◆ EXERCISE MATERIALS:
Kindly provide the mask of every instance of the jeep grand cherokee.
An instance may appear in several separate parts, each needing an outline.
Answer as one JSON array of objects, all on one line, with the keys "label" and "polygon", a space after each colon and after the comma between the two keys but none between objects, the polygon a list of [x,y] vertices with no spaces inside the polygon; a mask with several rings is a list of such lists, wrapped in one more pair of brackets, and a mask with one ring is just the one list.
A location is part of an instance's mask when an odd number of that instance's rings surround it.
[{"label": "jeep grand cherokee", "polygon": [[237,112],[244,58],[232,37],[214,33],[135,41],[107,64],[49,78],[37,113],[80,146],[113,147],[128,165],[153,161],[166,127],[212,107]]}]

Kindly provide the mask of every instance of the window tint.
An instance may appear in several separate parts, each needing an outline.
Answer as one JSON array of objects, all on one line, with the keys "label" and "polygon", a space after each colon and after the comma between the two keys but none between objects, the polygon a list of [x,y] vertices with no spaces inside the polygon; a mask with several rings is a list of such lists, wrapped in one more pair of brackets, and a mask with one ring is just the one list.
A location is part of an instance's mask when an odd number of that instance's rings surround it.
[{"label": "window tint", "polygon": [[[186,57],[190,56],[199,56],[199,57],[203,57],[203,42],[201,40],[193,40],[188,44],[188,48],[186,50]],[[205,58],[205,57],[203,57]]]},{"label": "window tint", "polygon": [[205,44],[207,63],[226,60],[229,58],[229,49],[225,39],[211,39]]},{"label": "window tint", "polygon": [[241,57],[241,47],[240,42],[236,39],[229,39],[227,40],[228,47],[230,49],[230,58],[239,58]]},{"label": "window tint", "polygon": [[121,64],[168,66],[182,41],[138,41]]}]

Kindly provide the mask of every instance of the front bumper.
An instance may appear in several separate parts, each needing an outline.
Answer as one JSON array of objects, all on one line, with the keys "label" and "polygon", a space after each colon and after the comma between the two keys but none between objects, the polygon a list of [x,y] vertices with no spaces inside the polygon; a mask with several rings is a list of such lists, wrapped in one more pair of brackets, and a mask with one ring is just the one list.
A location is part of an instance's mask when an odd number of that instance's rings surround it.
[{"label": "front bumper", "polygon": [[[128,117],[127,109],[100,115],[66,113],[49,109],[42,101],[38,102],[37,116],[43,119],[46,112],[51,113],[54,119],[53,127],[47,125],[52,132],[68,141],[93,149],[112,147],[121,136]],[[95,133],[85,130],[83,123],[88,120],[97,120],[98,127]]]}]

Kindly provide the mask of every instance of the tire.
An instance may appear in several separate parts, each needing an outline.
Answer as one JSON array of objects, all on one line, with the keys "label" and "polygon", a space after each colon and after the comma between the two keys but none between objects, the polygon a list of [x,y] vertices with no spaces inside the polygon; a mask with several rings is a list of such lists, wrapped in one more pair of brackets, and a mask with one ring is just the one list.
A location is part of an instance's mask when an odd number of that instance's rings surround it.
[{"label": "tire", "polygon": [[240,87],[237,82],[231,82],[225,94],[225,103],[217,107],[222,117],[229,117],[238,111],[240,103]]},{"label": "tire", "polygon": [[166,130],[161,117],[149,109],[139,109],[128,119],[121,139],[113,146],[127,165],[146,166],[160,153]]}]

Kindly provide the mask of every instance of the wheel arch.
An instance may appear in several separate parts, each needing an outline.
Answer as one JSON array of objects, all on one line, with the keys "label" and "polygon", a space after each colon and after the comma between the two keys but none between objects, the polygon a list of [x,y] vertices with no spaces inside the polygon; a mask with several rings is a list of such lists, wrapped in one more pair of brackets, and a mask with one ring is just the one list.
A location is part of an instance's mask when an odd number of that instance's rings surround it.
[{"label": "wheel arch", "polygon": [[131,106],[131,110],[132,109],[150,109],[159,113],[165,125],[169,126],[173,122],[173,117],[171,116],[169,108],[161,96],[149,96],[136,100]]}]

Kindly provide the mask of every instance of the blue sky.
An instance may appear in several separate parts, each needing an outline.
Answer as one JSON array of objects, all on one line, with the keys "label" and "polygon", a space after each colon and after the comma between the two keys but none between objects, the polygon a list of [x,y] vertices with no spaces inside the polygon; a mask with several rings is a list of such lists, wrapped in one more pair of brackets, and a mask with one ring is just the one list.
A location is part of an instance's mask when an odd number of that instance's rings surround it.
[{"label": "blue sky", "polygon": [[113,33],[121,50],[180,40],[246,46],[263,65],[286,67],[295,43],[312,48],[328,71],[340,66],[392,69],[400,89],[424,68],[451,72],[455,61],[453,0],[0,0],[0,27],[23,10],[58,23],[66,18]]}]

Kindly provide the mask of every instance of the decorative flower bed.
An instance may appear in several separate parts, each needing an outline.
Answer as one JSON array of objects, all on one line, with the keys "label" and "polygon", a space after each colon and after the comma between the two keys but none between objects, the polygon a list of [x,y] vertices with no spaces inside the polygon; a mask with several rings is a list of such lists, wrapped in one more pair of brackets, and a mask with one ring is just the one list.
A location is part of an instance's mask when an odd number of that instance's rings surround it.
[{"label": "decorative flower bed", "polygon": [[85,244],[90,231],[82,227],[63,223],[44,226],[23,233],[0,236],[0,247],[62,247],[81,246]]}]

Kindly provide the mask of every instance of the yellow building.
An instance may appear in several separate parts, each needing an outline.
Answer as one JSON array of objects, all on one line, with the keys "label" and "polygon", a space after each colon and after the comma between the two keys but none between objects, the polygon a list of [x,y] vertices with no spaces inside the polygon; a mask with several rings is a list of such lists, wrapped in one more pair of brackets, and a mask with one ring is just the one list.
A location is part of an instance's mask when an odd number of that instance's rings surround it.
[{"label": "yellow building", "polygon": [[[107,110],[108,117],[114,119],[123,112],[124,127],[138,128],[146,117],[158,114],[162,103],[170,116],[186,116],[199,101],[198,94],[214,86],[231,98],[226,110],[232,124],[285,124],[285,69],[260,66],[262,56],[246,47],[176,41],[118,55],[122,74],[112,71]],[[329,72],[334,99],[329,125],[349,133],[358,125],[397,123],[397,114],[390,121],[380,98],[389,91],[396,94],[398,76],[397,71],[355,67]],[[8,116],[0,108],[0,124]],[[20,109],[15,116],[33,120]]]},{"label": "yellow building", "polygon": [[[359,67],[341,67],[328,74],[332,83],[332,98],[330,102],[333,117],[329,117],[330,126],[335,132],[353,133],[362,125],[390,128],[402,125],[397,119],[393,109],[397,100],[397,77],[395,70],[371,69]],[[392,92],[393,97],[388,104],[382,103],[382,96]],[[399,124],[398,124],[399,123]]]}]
...
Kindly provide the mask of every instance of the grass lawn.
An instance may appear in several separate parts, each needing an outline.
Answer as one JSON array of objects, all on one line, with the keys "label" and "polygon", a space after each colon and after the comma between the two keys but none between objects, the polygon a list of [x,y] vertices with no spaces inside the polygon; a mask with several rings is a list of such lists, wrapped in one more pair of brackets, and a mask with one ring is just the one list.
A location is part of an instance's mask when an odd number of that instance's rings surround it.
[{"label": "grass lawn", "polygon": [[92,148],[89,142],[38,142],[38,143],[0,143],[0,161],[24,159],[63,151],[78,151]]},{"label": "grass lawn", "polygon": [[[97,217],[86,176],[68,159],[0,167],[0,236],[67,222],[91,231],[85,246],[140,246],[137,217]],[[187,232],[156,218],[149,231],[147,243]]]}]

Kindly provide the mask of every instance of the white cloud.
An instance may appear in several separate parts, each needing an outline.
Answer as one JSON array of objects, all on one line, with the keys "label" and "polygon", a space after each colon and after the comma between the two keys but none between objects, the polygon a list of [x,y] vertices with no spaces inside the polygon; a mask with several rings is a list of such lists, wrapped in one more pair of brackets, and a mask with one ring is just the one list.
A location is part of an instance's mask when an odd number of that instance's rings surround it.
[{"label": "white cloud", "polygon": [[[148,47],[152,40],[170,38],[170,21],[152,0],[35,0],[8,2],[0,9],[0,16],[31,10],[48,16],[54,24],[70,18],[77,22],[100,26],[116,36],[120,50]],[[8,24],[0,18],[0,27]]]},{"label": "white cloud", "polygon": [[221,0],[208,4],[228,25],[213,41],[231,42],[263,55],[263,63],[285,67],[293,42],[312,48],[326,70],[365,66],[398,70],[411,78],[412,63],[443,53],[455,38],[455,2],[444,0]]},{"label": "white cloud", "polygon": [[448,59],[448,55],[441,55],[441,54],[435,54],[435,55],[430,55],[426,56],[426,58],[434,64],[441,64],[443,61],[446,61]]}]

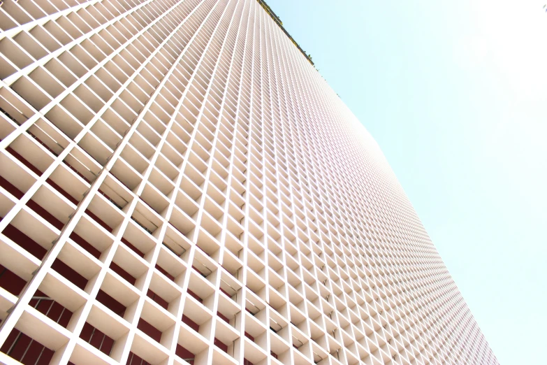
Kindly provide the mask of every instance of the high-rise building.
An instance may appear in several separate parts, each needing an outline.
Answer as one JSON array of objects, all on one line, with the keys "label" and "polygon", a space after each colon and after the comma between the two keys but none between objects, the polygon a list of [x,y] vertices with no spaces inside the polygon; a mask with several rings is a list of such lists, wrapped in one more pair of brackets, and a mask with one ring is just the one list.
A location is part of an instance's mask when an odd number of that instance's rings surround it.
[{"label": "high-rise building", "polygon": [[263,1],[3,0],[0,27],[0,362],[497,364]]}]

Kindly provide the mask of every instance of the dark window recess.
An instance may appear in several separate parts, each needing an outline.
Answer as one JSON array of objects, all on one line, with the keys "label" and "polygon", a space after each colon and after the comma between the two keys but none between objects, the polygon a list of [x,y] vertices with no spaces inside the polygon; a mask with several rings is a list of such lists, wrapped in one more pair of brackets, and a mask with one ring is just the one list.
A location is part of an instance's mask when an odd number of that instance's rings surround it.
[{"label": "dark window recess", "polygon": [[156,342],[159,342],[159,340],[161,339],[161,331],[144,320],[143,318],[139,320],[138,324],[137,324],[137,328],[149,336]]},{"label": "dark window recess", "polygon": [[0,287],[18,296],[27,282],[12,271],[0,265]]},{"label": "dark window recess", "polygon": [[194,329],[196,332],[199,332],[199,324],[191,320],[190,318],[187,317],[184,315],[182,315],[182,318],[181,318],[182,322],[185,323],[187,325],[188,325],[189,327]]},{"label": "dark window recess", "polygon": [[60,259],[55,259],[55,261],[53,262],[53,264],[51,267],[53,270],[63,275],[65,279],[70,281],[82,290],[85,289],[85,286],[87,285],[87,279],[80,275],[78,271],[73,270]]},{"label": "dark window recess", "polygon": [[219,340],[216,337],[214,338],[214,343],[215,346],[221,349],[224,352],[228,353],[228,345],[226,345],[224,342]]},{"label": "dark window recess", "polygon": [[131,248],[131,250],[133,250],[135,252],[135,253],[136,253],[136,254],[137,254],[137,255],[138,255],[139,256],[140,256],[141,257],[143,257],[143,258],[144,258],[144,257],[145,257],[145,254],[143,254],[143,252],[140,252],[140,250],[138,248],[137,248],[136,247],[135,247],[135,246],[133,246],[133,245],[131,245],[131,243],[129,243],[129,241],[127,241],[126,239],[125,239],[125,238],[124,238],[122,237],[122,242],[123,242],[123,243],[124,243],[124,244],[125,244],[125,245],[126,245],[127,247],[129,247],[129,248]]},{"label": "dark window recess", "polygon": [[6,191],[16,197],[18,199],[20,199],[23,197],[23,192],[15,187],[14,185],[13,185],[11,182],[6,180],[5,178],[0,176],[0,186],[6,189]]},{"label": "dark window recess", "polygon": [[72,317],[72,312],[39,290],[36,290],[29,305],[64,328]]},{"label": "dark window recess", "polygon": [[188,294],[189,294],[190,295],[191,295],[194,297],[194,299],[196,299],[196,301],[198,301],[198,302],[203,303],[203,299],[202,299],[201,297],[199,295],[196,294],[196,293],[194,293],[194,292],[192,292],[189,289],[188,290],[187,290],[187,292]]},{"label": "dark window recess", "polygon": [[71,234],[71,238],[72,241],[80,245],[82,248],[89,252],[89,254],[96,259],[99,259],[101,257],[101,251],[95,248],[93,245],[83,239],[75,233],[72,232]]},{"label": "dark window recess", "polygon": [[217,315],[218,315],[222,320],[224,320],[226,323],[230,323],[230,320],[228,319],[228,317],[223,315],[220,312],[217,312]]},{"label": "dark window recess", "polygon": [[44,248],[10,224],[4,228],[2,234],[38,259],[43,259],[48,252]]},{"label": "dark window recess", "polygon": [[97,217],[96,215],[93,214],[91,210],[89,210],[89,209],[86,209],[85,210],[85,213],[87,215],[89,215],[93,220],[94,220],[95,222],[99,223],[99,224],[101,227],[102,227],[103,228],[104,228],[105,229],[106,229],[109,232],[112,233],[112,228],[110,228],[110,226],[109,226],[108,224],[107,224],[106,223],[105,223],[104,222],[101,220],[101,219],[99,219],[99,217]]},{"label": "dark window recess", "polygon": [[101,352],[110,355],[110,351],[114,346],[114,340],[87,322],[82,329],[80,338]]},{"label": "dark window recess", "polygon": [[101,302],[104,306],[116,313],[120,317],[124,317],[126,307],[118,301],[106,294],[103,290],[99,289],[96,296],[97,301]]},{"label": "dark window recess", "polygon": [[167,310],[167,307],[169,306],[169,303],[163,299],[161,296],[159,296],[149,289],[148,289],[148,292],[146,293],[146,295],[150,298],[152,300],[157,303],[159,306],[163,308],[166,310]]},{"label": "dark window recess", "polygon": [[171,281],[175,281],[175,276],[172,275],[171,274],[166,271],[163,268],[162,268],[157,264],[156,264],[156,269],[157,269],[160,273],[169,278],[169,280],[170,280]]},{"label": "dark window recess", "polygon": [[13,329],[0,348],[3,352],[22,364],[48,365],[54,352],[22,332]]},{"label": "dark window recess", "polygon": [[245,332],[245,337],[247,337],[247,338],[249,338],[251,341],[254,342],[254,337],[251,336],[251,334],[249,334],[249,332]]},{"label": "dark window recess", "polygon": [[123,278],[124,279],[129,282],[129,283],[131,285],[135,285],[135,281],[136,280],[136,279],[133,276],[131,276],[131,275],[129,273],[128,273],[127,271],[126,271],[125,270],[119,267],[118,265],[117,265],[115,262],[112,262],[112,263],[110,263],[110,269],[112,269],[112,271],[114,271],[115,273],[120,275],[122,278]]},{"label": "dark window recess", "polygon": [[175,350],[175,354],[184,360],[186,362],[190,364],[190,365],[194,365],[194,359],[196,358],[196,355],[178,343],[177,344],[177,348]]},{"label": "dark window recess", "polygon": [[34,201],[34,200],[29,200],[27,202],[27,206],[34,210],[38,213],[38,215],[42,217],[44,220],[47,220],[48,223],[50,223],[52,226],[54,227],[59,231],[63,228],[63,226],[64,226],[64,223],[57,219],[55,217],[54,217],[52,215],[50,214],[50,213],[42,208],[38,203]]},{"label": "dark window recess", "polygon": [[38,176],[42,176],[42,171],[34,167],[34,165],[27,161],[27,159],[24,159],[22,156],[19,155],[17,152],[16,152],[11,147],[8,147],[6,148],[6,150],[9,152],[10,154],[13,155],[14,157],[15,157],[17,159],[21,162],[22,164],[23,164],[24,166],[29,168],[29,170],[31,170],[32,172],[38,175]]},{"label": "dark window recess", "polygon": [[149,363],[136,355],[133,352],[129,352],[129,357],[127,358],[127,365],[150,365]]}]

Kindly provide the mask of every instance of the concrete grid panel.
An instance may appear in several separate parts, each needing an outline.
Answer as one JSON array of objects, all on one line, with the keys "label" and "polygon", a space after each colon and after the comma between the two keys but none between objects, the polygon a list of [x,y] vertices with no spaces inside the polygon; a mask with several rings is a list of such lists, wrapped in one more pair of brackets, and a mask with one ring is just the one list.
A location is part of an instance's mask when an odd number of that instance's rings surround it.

◆ OBJECTIVE:
Select every line of the records above that contains the word "blue", treating case as significant.

◆ SOLUTION:
Kindly provide the mask of every instance of the blue sky.
[{"label": "blue sky", "polygon": [[113,33],[121,50],[180,40],[246,46],[263,65],[286,67],[295,43],[312,48],[328,71],[340,66],[392,69],[400,89],[424,68],[451,72],[455,61],[453,0],[0,0],[0,27],[23,10],[58,23],[66,18]]}]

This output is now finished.